OBJECTIVE: Please repeat the rows below, substituting "door" for every "window" and keeping everything else unchanged.

INPUT ROWS:
────
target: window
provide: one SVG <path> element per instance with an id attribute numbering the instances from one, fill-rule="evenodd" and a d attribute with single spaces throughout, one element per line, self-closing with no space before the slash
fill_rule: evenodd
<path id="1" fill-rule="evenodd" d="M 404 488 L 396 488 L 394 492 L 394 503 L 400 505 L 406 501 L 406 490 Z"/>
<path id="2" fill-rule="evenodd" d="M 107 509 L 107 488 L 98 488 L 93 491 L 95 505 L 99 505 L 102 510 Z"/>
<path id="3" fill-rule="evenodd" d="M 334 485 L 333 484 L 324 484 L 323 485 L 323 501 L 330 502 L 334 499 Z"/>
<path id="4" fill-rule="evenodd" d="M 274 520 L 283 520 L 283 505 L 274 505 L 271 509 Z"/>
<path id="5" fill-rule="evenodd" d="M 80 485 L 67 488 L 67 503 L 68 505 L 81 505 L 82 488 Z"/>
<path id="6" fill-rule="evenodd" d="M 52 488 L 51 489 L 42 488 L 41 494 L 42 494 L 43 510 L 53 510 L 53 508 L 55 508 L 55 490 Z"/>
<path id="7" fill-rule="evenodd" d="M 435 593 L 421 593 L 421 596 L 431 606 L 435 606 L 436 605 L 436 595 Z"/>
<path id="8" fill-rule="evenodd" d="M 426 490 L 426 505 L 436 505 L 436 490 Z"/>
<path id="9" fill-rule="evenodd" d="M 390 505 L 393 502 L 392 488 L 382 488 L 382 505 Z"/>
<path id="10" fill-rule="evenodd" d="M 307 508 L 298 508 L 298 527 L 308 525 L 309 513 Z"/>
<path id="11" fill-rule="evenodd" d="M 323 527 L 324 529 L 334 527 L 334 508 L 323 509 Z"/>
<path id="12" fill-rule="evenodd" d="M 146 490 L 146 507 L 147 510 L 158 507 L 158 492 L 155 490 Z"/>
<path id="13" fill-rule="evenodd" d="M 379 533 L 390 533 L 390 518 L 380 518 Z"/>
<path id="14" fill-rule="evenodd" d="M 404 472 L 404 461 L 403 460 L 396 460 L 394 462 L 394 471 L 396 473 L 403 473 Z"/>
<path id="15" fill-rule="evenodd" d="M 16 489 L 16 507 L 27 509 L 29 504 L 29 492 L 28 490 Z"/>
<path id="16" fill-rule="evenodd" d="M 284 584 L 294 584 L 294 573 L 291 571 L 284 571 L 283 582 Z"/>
────
RESULT:
target: door
provide: one SVG <path> element per instance with an id attribute numbering the instances from one, fill-rule="evenodd" and a d attribute with single spaces throughout, one element per line, self-closing with no space before the slash
fill_rule: evenodd
<path id="1" fill-rule="evenodd" d="M 404 488 L 396 488 L 394 492 L 394 503 L 400 505 L 406 501 L 406 490 Z"/>
<path id="2" fill-rule="evenodd" d="M 107 509 L 107 488 L 98 488 L 93 491 L 95 505 L 99 505 L 102 510 Z"/>
<path id="3" fill-rule="evenodd" d="M 334 485 L 333 484 L 324 484 L 323 485 L 323 501 L 330 502 L 334 499 Z"/>
<path id="4" fill-rule="evenodd" d="M 274 520 L 283 520 L 283 505 L 274 505 L 271 509 Z"/>
<path id="5" fill-rule="evenodd" d="M 80 485 L 67 488 L 67 503 L 68 505 L 81 505 L 82 488 Z"/>
<path id="6" fill-rule="evenodd" d="M 52 488 L 51 489 L 42 488 L 41 494 L 42 494 L 43 510 L 53 510 L 53 508 L 55 508 L 55 490 Z"/>
<path id="7" fill-rule="evenodd" d="M 435 593 L 421 593 L 421 596 L 431 606 L 435 606 L 436 605 L 436 595 Z"/>
<path id="8" fill-rule="evenodd" d="M 426 490 L 426 505 L 436 505 L 436 490 Z"/>
<path id="9" fill-rule="evenodd" d="M 390 505 L 393 502 L 392 488 L 382 488 L 382 505 Z"/>
<path id="10" fill-rule="evenodd" d="M 307 508 L 298 508 L 298 527 L 308 525 L 309 513 Z"/>
<path id="11" fill-rule="evenodd" d="M 323 527 L 324 529 L 334 527 L 334 508 L 323 509 Z"/>
<path id="12" fill-rule="evenodd" d="M 146 490 L 146 507 L 147 510 L 158 507 L 158 492 L 155 490 Z"/>
<path id="13" fill-rule="evenodd" d="M 379 533 L 390 533 L 390 518 L 380 518 Z"/>
<path id="14" fill-rule="evenodd" d="M 404 472 L 404 461 L 403 460 L 396 460 L 394 462 L 394 471 L 396 473 L 403 473 Z"/>
<path id="15" fill-rule="evenodd" d="M 16 489 L 16 507 L 27 509 L 29 504 L 29 492 L 28 490 Z"/>
<path id="16" fill-rule="evenodd" d="M 284 584 L 294 584 L 294 573 L 291 571 L 284 571 L 283 582 Z"/>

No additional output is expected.